> _Given task 1_: In the Sol LeWitt text, who executed Drawing #123 for the show at Reed College?

> _Reading text_:
◆ ◆ ◆ ◆ ◆

Besides all that, though, remains the core issue of rule-following. LeWitt was interested in Wittgenstein and the indeterminacy of rules. I understand that LeWitt often supervised or at least approved the result of a crew’s execution of his drawings, but he also left plenty to chance and to the interpretation of the executors. Kriston Capps wonders, “We have his instructions and descriptions, and I would imagine some were never executed. Do we still have his work?” I’d add other questions, following Michael Kimmelman’s comparison of LeWitt with a composer whose music is played by others: Without LeWitt around, will the execution of his wall drawings drift from the current canon? Can we look forward to a spate of revisionist LeWitt installations, followed by a ferocious movement (led by top academics) to return to “drawings as the artist might have envisioned them, if he had envisioned them,” done with “period art materials” on “period surfaces”?

One of my favorite wall drawings is one of the first ones I saw, at a small but erudite LeWitt show at Reed College in 1998. Drawing #123 was executed for the show by Reed College students. The instructions are as follows:

The first draftsman draws a not straight vertical line as long as possible. The second draftsman draws a line next to the first one, trying to copy it. The third draftsman does the same, as do as many draftsmen as possible. Then the first draftsman, followed by the others, copies the last line until both ends of the wall are reached.

The final drawing is exquisite in an austere, early-conceptual way. Each line is a little less straight than the preceding one, so ripples appear and become more exaggerated as you look across the drawing from oldest to newest line, like contours on a topographical map. The regular variations unfold as the result of human failing: it makes the arm ache to draw a line from the top of a wall to the bottom, following but not touching the line next to it. But the result has a spontaneous organization of great beauty.

I once had a version of this drawing going on a large piece of paperboard in my office in grad school, but it really deserves its own wall. I intend to give it one as soon as I have a blank wall that can hold it, although I can’t seem to find a certificate of authenticity around here anyplace.

11 responses to “A few thoughts on Sol LeWitt”

  1. Lane says:

    For years I wasn’t that excited by Sol Lewitt. But late in his life he started using color. It made his work spring to life for me in a way the earlier work never did.

    And then having gotten engaged with his project, and having gotten deeply emersed in my own, I came to understand his genius.

    So much of the great work of that 1960’s generation had to do with refuting the overheated conversation of Abstract Expressionism, bursting that bubble. One of LeWitt’s contirbtions was to deeply depersonalize his work. To detach it from his being.

    In doing so, I imagine, he opened up a broad playing field of possibility where the art exisisted independent of him.

    It amazing, awe inspiring, to think about how much work he produced with these systems. And as you note, how much, or little, he impacted the world.

    A LeWitt can exisist as big as a 5 story wall, or in a shoebox, we’ll decide. It is a concept of great humility and generosity.

◆ ◆ ◆ ◆ ◆

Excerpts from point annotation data

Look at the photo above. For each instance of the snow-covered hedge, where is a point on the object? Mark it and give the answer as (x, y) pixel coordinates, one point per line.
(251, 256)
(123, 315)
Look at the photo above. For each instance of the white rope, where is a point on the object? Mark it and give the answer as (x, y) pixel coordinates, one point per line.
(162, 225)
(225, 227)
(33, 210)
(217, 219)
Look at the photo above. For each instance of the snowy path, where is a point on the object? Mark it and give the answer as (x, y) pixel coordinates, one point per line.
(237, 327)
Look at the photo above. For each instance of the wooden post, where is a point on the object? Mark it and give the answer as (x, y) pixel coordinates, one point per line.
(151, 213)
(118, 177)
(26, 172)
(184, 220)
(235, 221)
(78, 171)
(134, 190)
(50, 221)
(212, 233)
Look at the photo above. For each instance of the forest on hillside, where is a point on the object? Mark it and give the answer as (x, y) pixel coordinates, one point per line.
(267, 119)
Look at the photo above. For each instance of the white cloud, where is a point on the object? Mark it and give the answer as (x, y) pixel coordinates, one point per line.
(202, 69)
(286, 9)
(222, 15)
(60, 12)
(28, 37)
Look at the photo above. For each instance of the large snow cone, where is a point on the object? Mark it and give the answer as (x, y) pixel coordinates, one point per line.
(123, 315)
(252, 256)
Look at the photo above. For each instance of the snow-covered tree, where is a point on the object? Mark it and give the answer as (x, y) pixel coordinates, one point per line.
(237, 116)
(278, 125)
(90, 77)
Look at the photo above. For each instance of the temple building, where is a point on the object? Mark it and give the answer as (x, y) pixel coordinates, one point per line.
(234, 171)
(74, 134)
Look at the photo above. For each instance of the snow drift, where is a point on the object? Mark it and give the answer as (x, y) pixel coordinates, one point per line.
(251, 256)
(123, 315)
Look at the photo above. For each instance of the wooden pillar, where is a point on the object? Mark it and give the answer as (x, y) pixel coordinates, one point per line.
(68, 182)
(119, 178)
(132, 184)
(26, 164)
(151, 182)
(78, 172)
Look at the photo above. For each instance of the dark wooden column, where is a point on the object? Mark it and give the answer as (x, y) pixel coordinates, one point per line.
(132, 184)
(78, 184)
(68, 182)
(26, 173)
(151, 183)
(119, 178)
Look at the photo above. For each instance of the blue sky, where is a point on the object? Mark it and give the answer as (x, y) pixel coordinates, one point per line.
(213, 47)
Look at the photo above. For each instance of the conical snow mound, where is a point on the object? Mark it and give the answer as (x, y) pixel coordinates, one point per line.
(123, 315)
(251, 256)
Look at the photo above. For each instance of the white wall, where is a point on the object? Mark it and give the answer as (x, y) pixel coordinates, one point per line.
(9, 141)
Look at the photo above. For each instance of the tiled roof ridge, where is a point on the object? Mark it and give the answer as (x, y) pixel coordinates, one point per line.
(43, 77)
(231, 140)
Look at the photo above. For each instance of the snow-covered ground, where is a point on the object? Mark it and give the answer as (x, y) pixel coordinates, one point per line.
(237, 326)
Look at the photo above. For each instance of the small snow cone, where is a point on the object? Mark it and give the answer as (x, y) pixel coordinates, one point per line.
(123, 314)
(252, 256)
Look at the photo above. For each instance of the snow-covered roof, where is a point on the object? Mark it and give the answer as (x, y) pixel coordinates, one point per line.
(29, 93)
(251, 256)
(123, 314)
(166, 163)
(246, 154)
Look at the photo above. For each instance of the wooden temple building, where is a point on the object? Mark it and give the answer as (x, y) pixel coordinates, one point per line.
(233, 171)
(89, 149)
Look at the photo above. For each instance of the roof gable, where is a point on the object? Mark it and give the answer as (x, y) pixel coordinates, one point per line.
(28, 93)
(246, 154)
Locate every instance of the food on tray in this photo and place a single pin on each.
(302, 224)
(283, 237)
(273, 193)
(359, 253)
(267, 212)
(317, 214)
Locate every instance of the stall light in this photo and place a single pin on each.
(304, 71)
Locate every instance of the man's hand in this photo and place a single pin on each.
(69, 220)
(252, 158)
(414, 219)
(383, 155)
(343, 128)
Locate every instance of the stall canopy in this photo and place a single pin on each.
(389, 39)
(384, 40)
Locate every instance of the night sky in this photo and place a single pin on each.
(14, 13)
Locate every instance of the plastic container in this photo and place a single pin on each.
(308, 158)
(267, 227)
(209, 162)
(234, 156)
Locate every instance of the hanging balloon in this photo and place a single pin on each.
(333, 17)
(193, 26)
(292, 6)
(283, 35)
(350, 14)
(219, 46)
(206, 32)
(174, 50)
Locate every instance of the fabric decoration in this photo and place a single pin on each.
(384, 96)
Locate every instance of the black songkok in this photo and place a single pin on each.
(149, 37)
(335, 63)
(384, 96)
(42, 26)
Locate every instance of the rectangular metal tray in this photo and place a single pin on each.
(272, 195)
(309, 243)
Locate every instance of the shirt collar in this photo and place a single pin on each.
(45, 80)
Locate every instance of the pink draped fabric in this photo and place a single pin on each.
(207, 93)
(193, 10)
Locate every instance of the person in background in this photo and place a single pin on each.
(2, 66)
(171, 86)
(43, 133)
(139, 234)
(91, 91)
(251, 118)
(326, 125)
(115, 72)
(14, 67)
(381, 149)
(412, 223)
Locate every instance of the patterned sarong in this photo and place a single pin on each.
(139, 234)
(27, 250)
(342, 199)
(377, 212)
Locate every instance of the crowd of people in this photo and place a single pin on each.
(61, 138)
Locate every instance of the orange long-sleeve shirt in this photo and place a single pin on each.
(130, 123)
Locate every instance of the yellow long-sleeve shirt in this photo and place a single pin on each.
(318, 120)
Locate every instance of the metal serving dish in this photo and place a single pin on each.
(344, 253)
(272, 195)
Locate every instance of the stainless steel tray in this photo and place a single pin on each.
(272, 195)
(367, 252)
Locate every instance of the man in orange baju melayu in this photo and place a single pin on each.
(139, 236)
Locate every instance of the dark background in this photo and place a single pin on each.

◆ ◆ ◆ ◆ ◆

> _Given task 2_: Count the lines of the records that contain the string "background", treating uppercase and lowercase as different, and give only the number.

> _Final answer 1_: Reed College students

> _Final answer 2_: 2